TEXT PROVIDED
>>

Early IMF loan partial repayment is expected to improve Greece’s financial position and debt sustainability, gaining financial benefits and mitigating foreign exchange risks stemming from IMF’s report, ESM wrote in its letter through which it recommends for the Greek request to be granted.
As it goes on to explain, following its improved access to markets and the boost of investor confidence, Greece has managed to create large-scale liquidity “safety-cushions” that will allow for the early repayment of the more expensive part of the IMF loan. The IMF repayment – to be financed through bond issues completed this year – provides liquidity savings, while it also extends and smooths the repayment profile. IMF repayment is also beneficial for EFSF / ESM creditors.
Analyzing the benefits of the partial IMF loan repayment, it notes that this would reduce the risk of exchange rates, which could lead to an increase in the cost of servicing Greek debt. Repaying part of the liabilities using cash reserves financed at constant funding costs would reduce the vulnerability of the public debt to these risks.
It would also create some financial benefits due to the lower interest rate costs. As it explains, right now the high cost tranche of the IMF loan is Greece’s most expensive debt. The proposed repayment is estimated to result in savings of € 33.08 million by January 2021. These savings represent the difference between the current IMF interest rate of 4.91% and the average coupon interest rate of 3.13% in recent bond issues used to finance repayment. Since the EFSF / ESM interest rates are lower than the Greek market rates, these benefits would not have been materialized had EFSF / ESM not dropped the request for their mandatory payment.

<<

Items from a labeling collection

>>

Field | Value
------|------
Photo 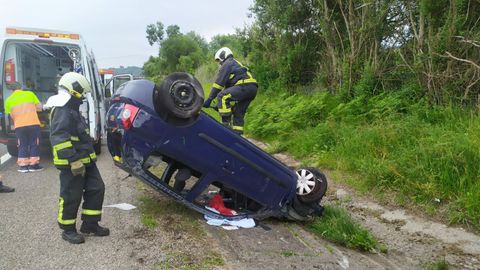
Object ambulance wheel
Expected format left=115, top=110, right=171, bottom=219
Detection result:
left=154, top=72, right=204, bottom=119
left=296, top=167, right=328, bottom=203
left=7, top=142, right=18, bottom=157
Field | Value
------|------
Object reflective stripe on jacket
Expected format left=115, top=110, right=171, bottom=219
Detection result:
left=209, top=57, right=257, bottom=99
left=50, top=105, right=97, bottom=168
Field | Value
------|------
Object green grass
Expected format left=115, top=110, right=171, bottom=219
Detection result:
left=306, top=206, right=387, bottom=252
left=245, top=90, right=480, bottom=231
left=280, top=250, right=298, bottom=257
left=426, top=259, right=450, bottom=270
left=156, top=251, right=225, bottom=270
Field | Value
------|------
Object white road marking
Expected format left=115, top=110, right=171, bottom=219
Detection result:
left=0, top=153, right=12, bottom=165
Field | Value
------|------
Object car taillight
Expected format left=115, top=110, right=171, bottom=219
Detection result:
left=122, top=104, right=139, bottom=129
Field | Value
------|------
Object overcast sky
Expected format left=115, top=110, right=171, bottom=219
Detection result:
left=0, top=0, right=253, bottom=68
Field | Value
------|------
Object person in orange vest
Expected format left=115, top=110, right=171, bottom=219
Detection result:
left=5, top=82, right=43, bottom=173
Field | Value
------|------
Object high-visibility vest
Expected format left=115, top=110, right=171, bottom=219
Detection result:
left=5, top=90, right=40, bottom=128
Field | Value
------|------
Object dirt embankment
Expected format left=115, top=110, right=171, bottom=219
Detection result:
left=195, top=141, right=480, bottom=269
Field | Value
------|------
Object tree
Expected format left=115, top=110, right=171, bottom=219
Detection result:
left=167, top=24, right=180, bottom=38
left=147, top=22, right=164, bottom=46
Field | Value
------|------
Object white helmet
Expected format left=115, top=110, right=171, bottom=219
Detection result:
left=58, top=72, right=92, bottom=98
left=44, top=72, right=92, bottom=109
left=215, top=47, right=233, bottom=63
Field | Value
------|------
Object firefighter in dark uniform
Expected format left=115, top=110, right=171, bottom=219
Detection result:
left=203, top=47, right=258, bottom=134
left=45, top=72, right=110, bottom=244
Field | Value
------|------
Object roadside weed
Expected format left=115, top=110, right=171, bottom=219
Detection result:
left=306, top=205, right=386, bottom=252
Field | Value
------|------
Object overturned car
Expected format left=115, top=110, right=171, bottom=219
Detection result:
left=107, top=73, right=327, bottom=221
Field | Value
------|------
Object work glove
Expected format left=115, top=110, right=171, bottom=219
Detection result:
left=70, top=160, right=85, bottom=177
left=203, top=98, right=212, bottom=108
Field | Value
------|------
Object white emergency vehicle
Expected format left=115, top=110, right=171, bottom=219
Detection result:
left=0, top=27, right=106, bottom=155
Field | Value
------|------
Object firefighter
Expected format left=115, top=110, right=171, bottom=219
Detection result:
left=5, top=82, right=43, bottom=173
left=203, top=47, right=257, bottom=134
left=46, top=72, right=110, bottom=244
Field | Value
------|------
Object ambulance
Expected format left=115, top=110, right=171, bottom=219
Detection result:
left=0, top=27, right=106, bottom=156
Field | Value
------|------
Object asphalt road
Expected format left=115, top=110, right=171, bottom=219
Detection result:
left=0, top=148, right=162, bottom=269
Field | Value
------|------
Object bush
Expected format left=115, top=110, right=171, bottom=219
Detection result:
left=246, top=88, right=480, bottom=230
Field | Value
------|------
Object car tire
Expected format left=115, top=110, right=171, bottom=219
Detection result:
left=296, top=167, right=328, bottom=203
left=154, top=72, right=204, bottom=119
left=7, top=142, right=18, bottom=157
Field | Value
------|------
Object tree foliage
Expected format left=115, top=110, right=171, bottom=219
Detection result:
left=147, top=22, right=164, bottom=46
left=143, top=22, right=208, bottom=79
left=244, top=0, right=480, bottom=104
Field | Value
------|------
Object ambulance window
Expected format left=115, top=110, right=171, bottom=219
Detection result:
left=88, top=59, right=101, bottom=100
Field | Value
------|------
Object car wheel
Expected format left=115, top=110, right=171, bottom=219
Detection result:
left=154, top=72, right=204, bottom=119
left=296, top=168, right=328, bottom=203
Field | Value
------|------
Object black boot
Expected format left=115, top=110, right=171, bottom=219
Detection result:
left=62, top=229, right=85, bottom=244
left=80, top=222, right=110, bottom=236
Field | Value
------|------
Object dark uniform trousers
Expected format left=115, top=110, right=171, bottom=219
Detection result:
left=58, top=163, right=105, bottom=229
left=217, top=83, right=257, bottom=133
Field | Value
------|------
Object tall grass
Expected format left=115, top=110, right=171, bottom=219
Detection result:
left=246, top=91, right=480, bottom=230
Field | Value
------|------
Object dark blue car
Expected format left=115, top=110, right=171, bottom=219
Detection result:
left=107, top=73, right=327, bottom=220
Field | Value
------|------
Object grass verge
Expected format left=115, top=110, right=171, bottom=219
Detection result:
left=306, top=205, right=387, bottom=253
left=245, top=91, right=480, bottom=232
left=426, top=259, right=450, bottom=270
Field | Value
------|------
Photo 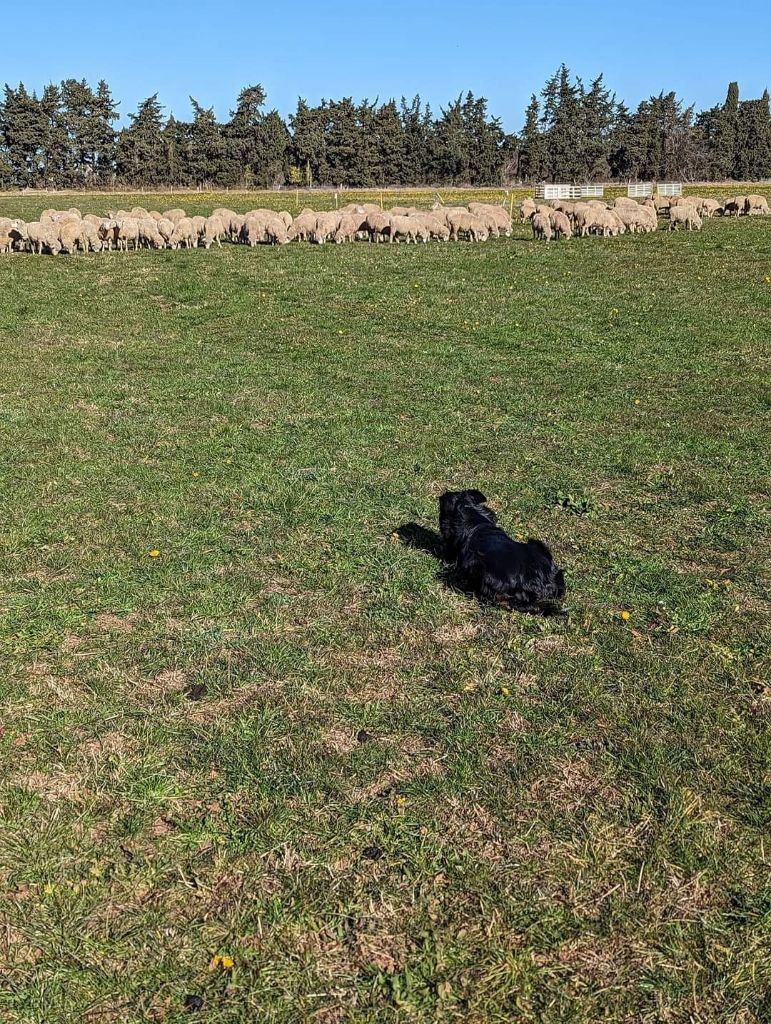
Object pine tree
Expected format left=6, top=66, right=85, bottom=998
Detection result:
left=518, top=93, right=546, bottom=181
left=117, top=93, right=169, bottom=185
left=289, top=97, right=327, bottom=185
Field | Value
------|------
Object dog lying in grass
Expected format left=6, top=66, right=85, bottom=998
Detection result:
left=439, top=490, right=567, bottom=614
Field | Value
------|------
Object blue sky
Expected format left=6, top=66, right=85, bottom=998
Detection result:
left=0, top=0, right=771, bottom=131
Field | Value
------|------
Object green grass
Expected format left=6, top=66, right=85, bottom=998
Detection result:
left=0, top=197, right=771, bottom=1024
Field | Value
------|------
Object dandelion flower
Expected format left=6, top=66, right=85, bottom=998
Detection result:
left=209, top=953, right=234, bottom=971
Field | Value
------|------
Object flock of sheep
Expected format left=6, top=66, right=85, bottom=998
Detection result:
left=520, top=195, right=771, bottom=242
left=0, top=203, right=511, bottom=255
left=0, top=195, right=771, bottom=255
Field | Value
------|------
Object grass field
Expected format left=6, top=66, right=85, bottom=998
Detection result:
left=0, top=197, right=771, bottom=1024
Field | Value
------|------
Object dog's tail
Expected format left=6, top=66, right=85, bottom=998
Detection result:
left=550, top=569, right=565, bottom=601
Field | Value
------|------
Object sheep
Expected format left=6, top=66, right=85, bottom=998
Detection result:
left=56, top=220, right=84, bottom=253
left=744, top=195, right=771, bottom=217
left=333, top=213, right=361, bottom=245
left=98, top=219, right=118, bottom=252
left=81, top=217, right=104, bottom=253
left=389, top=214, right=431, bottom=243
left=287, top=207, right=316, bottom=242
left=670, top=203, right=701, bottom=231
left=422, top=213, right=449, bottom=242
left=310, top=212, right=341, bottom=245
left=365, top=210, right=391, bottom=242
left=530, top=210, right=553, bottom=242
left=469, top=203, right=501, bottom=239
left=265, top=214, right=289, bottom=246
left=27, top=220, right=61, bottom=256
left=156, top=217, right=174, bottom=246
left=724, top=196, right=746, bottom=217
left=519, top=199, right=536, bottom=224
left=137, top=216, right=166, bottom=249
left=698, top=197, right=723, bottom=219
left=164, top=209, right=187, bottom=224
left=166, top=217, right=198, bottom=249
left=549, top=210, right=573, bottom=239
left=446, top=210, right=488, bottom=242
left=0, top=217, right=13, bottom=253
left=204, top=214, right=225, bottom=250
left=117, top=217, right=139, bottom=252
left=570, top=203, right=592, bottom=238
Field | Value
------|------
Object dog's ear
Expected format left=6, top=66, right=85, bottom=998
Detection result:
left=466, top=490, right=487, bottom=505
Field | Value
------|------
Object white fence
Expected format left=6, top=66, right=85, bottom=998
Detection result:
left=656, top=181, right=683, bottom=196
left=536, top=184, right=605, bottom=199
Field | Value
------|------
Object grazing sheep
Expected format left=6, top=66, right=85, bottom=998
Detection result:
left=724, top=196, right=746, bottom=217
left=81, top=217, right=104, bottom=253
left=422, top=213, right=449, bottom=242
left=530, top=210, right=553, bottom=242
left=265, top=214, right=289, bottom=246
left=744, top=196, right=771, bottom=217
left=446, top=210, right=488, bottom=242
left=137, top=216, right=166, bottom=249
left=167, top=217, right=199, bottom=249
left=117, top=217, right=139, bottom=252
left=365, top=210, right=391, bottom=242
left=670, top=203, right=701, bottom=231
left=27, top=220, right=61, bottom=256
left=310, top=211, right=341, bottom=245
left=99, top=219, right=118, bottom=252
left=164, top=209, right=187, bottom=224
left=156, top=217, right=174, bottom=246
left=0, top=217, right=13, bottom=253
left=549, top=210, right=573, bottom=239
left=389, top=213, right=431, bottom=243
left=519, top=199, right=536, bottom=224
left=287, top=208, right=316, bottom=242
left=204, top=214, right=225, bottom=250
left=56, top=219, right=84, bottom=253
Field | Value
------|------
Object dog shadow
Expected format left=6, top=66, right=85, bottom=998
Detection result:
left=394, top=522, right=479, bottom=600
left=394, top=522, right=566, bottom=617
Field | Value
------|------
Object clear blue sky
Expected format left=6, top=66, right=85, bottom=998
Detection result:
left=0, top=0, right=771, bottom=131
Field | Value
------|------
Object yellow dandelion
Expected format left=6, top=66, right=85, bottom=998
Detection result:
left=209, top=953, right=234, bottom=971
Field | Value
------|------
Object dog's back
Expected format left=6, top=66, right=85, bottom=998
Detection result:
left=440, top=490, right=565, bottom=610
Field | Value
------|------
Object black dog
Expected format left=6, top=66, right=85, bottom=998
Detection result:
left=439, top=490, right=565, bottom=613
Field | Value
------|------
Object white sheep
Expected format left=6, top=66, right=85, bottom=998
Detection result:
left=530, top=210, right=553, bottom=242
left=670, top=203, right=701, bottom=231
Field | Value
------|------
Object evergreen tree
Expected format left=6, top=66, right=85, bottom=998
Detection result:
left=733, top=89, right=771, bottom=181
left=118, top=93, right=169, bottom=185
left=519, top=93, right=546, bottom=181
left=183, top=96, right=225, bottom=186
left=0, top=82, right=47, bottom=187
left=289, top=97, right=328, bottom=185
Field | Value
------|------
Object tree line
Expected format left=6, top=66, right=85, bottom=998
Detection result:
left=0, top=65, right=771, bottom=188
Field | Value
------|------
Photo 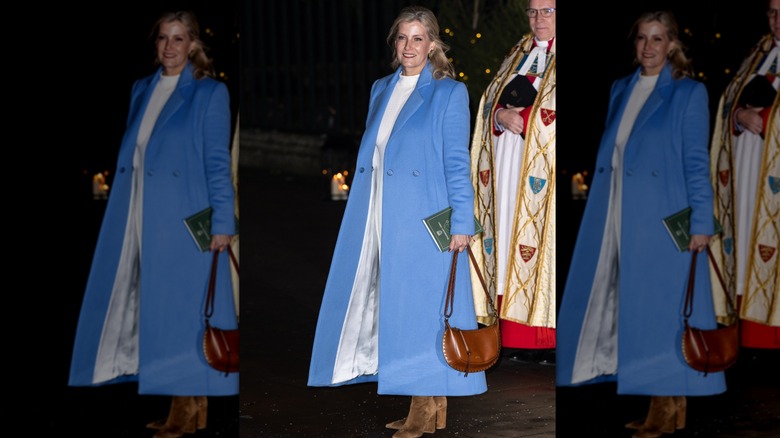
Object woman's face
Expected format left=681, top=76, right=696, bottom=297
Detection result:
left=157, top=21, right=195, bottom=76
left=634, top=21, right=674, bottom=76
left=395, top=21, right=435, bottom=76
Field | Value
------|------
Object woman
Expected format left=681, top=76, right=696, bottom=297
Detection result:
left=710, top=0, right=780, bottom=349
left=309, top=7, right=487, bottom=438
left=471, top=0, right=557, bottom=360
left=69, top=12, right=238, bottom=438
left=557, top=12, right=726, bottom=437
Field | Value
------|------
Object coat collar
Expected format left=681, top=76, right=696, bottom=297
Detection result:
left=624, top=62, right=673, bottom=139
left=150, top=61, right=195, bottom=135
left=388, top=61, right=434, bottom=143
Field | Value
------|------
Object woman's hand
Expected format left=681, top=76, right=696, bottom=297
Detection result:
left=688, top=234, right=710, bottom=252
left=450, top=234, right=471, bottom=252
left=209, top=234, right=233, bottom=252
left=496, top=105, right=525, bottom=135
left=735, top=107, right=764, bottom=134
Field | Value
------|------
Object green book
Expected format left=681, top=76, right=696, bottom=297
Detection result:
left=423, top=207, right=485, bottom=252
left=663, top=207, right=723, bottom=252
left=184, top=207, right=238, bottom=252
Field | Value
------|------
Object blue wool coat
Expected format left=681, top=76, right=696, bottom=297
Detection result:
left=69, top=64, right=238, bottom=395
left=556, top=65, right=725, bottom=395
left=309, top=65, right=487, bottom=395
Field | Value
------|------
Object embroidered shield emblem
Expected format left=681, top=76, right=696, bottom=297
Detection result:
left=718, top=169, right=730, bottom=187
left=723, top=237, right=734, bottom=255
left=758, top=243, right=775, bottom=263
left=528, top=176, right=547, bottom=195
left=482, top=237, right=493, bottom=255
left=769, top=176, right=780, bottom=195
left=479, top=169, right=490, bottom=187
left=520, top=243, right=536, bottom=263
left=541, top=108, right=555, bottom=126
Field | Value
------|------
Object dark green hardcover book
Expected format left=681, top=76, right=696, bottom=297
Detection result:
left=184, top=207, right=238, bottom=252
left=423, top=207, right=485, bottom=252
left=663, top=207, right=723, bottom=252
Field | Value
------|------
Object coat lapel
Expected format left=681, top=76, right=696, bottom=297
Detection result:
left=629, top=64, right=672, bottom=141
left=365, top=67, right=401, bottom=149
left=387, top=63, right=433, bottom=144
left=125, top=67, right=162, bottom=154
left=150, top=62, right=195, bottom=138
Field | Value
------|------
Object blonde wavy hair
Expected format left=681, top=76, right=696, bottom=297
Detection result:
left=387, top=6, right=455, bottom=79
left=151, top=11, right=214, bottom=79
left=631, top=11, right=693, bottom=79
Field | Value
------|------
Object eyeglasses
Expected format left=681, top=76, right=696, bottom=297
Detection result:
left=525, top=8, right=555, bottom=18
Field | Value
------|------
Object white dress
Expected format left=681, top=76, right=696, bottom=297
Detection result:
left=572, top=75, right=658, bottom=383
left=92, top=75, right=180, bottom=383
left=333, top=75, right=420, bottom=384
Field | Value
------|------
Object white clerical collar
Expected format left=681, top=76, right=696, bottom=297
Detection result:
left=756, top=38, right=780, bottom=76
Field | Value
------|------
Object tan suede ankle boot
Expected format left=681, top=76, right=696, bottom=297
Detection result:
left=674, top=395, right=688, bottom=429
left=152, top=396, right=199, bottom=438
left=433, top=396, right=447, bottom=429
left=388, top=396, right=437, bottom=438
left=629, top=396, right=677, bottom=438
left=385, top=396, right=447, bottom=433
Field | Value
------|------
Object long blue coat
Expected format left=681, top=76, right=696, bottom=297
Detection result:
left=556, top=65, right=725, bottom=395
left=69, top=64, right=238, bottom=395
left=309, top=65, right=487, bottom=395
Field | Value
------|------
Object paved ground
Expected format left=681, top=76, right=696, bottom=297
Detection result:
left=51, top=169, right=780, bottom=438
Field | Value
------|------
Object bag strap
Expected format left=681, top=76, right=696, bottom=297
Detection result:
left=444, top=245, right=498, bottom=321
left=203, top=245, right=240, bottom=320
left=683, top=245, right=737, bottom=322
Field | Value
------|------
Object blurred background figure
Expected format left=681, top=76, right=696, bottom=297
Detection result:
left=69, top=11, right=238, bottom=438
left=556, top=11, right=726, bottom=438
left=471, top=0, right=557, bottom=363
left=710, top=0, right=780, bottom=349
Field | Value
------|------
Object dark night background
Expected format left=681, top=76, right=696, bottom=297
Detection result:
left=22, top=0, right=768, bottom=436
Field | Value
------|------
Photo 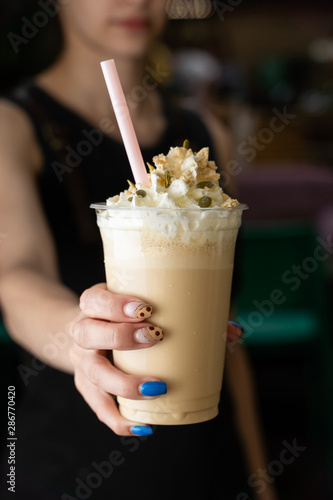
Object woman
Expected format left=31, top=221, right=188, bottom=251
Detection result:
left=0, top=0, right=273, bottom=500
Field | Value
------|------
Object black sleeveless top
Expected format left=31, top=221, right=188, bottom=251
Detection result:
left=1, top=83, right=247, bottom=500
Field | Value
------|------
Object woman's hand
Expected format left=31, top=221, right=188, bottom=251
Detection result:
left=70, top=284, right=241, bottom=436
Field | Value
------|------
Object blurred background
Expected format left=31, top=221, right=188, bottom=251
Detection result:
left=0, top=0, right=333, bottom=500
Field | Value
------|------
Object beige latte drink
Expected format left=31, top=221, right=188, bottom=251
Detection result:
left=94, top=148, right=244, bottom=425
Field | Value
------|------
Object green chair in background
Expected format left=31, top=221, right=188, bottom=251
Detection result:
left=237, top=222, right=333, bottom=488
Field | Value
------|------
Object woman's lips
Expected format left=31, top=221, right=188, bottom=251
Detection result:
left=117, top=18, right=149, bottom=31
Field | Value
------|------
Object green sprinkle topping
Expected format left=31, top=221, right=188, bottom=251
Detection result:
left=197, top=181, right=214, bottom=188
left=198, top=196, right=212, bottom=208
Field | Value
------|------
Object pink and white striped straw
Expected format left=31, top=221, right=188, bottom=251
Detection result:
left=101, top=59, right=149, bottom=186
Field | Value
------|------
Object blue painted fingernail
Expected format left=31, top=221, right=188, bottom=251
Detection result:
left=130, top=425, right=153, bottom=436
left=229, top=320, right=245, bottom=335
left=139, top=382, right=167, bottom=396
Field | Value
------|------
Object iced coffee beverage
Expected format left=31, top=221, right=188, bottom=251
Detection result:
left=93, top=148, right=244, bottom=425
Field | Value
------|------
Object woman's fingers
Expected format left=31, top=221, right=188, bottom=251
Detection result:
left=80, top=283, right=152, bottom=322
left=71, top=318, right=164, bottom=351
left=71, top=347, right=166, bottom=399
left=74, top=371, right=152, bottom=436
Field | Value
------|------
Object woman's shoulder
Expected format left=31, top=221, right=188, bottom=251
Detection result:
left=0, top=96, right=41, bottom=174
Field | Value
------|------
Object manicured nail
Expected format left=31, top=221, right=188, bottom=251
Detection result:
left=134, top=325, right=164, bottom=344
left=139, top=382, right=167, bottom=396
left=130, top=425, right=153, bottom=436
left=124, top=302, right=153, bottom=320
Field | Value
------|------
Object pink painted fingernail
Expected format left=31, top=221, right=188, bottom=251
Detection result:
left=124, top=302, right=153, bottom=321
left=134, top=325, right=164, bottom=344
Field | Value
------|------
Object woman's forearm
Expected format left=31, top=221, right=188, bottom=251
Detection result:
left=0, top=268, right=79, bottom=373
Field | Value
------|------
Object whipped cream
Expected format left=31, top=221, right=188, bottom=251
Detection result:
left=107, top=147, right=239, bottom=209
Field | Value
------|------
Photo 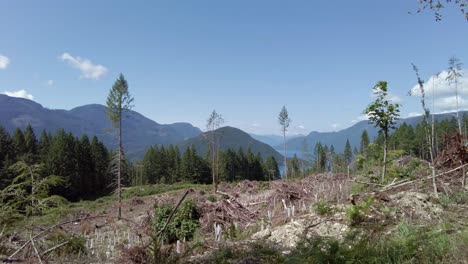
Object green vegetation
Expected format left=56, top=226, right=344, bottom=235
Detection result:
left=141, top=142, right=279, bottom=184
left=122, top=182, right=209, bottom=199
left=346, top=196, right=374, bottom=226
left=364, top=81, right=400, bottom=182
left=312, top=201, right=333, bottom=216
left=200, top=223, right=468, bottom=264
left=153, top=200, right=200, bottom=243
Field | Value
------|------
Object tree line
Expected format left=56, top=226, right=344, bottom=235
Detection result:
left=0, top=125, right=112, bottom=200
left=134, top=145, right=280, bottom=184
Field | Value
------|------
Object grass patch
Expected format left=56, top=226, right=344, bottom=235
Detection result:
left=312, top=201, right=333, bottom=216
left=285, top=223, right=468, bottom=263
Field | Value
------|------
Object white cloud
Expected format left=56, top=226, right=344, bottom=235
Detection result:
left=332, top=123, right=341, bottom=129
left=411, top=70, right=468, bottom=112
left=434, top=96, right=468, bottom=111
left=59, top=52, right=107, bottom=80
left=408, top=112, right=422, bottom=117
left=4, top=90, right=34, bottom=100
left=387, top=93, right=403, bottom=104
left=351, top=114, right=369, bottom=123
left=411, top=70, right=468, bottom=98
left=0, top=54, right=10, bottom=70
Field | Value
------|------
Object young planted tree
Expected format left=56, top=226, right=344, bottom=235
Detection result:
left=107, top=74, right=133, bottom=218
left=359, top=129, right=370, bottom=157
left=364, top=81, right=400, bottom=182
left=343, top=139, right=353, bottom=165
left=206, top=110, right=224, bottom=193
left=278, top=106, right=291, bottom=180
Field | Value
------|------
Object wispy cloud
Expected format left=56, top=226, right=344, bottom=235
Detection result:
left=408, top=112, right=422, bottom=117
left=351, top=114, right=369, bottom=123
left=59, top=52, right=107, bottom=80
left=0, top=54, right=10, bottom=70
left=3, top=90, right=34, bottom=100
left=331, top=123, right=341, bottom=129
left=410, top=70, right=468, bottom=112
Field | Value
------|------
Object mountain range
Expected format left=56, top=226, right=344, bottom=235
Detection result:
left=178, top=126, right=283, bottom=162
left=280, top=111, right=468, bottom=156
left=0, top=94, right=201, bottom=158
left=0, top=94, right=462, bottom=161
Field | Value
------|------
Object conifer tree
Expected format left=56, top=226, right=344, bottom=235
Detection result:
left=107, top=74, right=133, bottom=218
left=344, top=139, right=353, bottom=165
left=278, top=106, right=291, bottom=180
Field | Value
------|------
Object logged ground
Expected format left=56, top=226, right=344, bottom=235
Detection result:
left=1, top=162, right=468, bottom=263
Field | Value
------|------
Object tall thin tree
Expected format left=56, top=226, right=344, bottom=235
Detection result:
left=106, top=74, right=133, bottom=218
left=446, top=56, right=463, bottom=135
left=410, top=64, right=439, bottom=197
left=364, top=81, right=400, bottom=182
left=206, top=110, right=224, bottom=193
left=278, top=105, right=291, bottom=180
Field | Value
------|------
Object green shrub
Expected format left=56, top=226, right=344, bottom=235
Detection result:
left=48, top=232, right=86, bottom=256
left=286, top=223, right=468, bottom=263
left=312, top=201, right=333, bottom=216
left=206, top=194, right=218, bottom=203
left=153, top=200, right=200, bottom=243
left=192, top=242, right=285, bottom=264
left=346, top=196, right=374, bottom=226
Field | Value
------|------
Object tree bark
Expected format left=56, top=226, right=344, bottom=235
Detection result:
left=283, top=129, right=288, bottom=180
left=117, top=111, right=122, bottom=219
left=382, top=131, right=387, bottom=182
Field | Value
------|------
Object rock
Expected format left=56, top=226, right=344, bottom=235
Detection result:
left=390, top=192, right=443, bottom=220
left=252, top=215, right=349, bottom=249
left=268, top=220, right=305, bottom=248
left=252, top=228, right=271, bottom=240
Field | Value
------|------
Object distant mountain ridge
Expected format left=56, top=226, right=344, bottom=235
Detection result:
left=0, top=95, right=201, bottom=158
left=249, top=133, right=304, bottom=147
left=178, top=126, right=283, bottom=162
left=282, top=111, right=468, bottom=153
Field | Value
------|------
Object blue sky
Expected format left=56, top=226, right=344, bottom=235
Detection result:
left=0, top=0, right=468, bottom=134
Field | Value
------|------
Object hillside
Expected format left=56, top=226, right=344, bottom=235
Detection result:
left=0, top=95, right=201, bottom=158
left=178, top=126, right=283, bottom=162
left=284, top=111, right=468, bottom=153
left=249, top=134, right=305, bottom=147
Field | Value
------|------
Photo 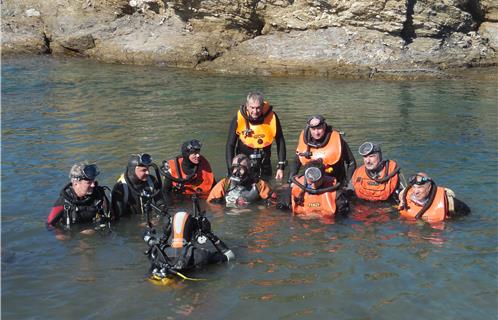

<<

THE EXERCISE
Edit the text on Greece's early IMF loan repayment from "Early IMF loan" up to and including "EFSF / ESM creditors.", changing "investor confidence" to "market confidence". The items play no part in the work here.

RESULT
Early IMF loan partial repayment is expected to improve Greece’s financial position and debt sustainability, gaining financial benefits and mitigating foreign exchange risks stemming from IMF’s report, ESM wrote in its letter through which it recommends for the Greek request to be granted.
As it goes on to explain, following its improved access to markets and the boost of market confidence, Greece has managed to create large-scale liquidity “safety-cushions” that will allow for the early repayment of the more expensive part of the IMF loan. The IMF repayment – to be financed through bond issues completed this year – provides liquidity savings, while it also extends and smooths the repayment profile. IMF repayment is also beneficial for EFSF / ESM creditors.